(Excerpts from a pointing dataset)
_ _ _ _ _ _ _
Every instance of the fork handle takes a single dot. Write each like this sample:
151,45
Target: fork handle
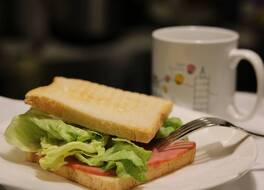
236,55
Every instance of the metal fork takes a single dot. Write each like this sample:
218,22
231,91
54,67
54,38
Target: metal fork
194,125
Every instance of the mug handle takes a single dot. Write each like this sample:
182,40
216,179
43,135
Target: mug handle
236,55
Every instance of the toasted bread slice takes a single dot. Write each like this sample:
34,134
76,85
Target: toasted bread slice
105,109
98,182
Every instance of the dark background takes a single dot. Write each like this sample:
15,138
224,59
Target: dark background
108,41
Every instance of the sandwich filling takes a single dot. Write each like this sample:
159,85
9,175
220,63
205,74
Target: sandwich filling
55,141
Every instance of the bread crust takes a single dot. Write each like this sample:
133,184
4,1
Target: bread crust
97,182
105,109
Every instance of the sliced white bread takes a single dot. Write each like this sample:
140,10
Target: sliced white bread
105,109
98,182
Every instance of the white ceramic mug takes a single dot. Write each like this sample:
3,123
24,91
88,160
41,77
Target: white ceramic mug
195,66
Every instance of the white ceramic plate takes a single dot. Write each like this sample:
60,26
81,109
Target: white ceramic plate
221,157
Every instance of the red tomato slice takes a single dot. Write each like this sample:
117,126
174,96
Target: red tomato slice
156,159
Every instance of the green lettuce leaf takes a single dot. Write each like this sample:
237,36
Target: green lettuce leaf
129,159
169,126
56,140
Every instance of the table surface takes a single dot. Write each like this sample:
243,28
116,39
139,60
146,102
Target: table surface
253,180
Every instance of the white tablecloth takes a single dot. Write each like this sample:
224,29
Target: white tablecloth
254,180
_ _ _ _ _ _ _
What you should do: Reproduce all of the entries above word for word, leaving out the pictures.

Completed task:
Every instance of the fork handle takes a single dot. Write each like this sample:
151,45
Target: fork handle
236,55
Every instance of the metal fork takes a single dot. Write each like this sample:
218,22
231,91
54,67
54,38
Target: metal fork
194,125
Every instance of the mug handle takes a single dot. Write each like this sample:
182,40
216,179
43,135
Target: mug handle
236,55
Every instance of the toasted bread slice takes a single dot. Write each like this sample:
34,134
76,85
Target: toasted bread slice
105,109
98,182
Every instance of the dark background takes a single dot. Write each like this sample:
15,138
224,59
Target: dark background
108,41
Every instance of the sandwich filling takes a single dot. Write each like this sample:
159,85
9,175
220,63
205,74
Target: sandwich filling
55,141
Every instance of the bread crust takes a single dot. Write each like this sample:
133,184
4,1
Target: bread crust
97,182
105,109
Every instance of the sliced white bread takes a single dot. Write each like this sample:
140,10
Target: sliced white bread
105,109
98,182
Every instance of the white ceramic mug takes a single dot. Write each like this sample:
3,123
24,91
88,160
41,77
Target: white ceramic mug
195,66
Every instance of the white ceramic plate takes a single dot. Write each like this sample:
60,26
81,109
Target: white ceramic plate
221,157
Every instance of the red tomato slice takes a single dot. Write each like this sample:
117,126
174,96
Target: red tomato slice
156,159
Every instance of the green lettuce leaf takes a single dot. Write each like this sample:
237,36
Target: green lettuce leaf
129,159
169,126
56,140
Every instance of the table surface takes a single dot. Write each like this sample:
243,28
116,39
139,60
146,102
Target: table surface
253,180
Every instance of the white tablecloth takes a single dot. Write each like this sample:
224,29
Target: white tablecloth
254,180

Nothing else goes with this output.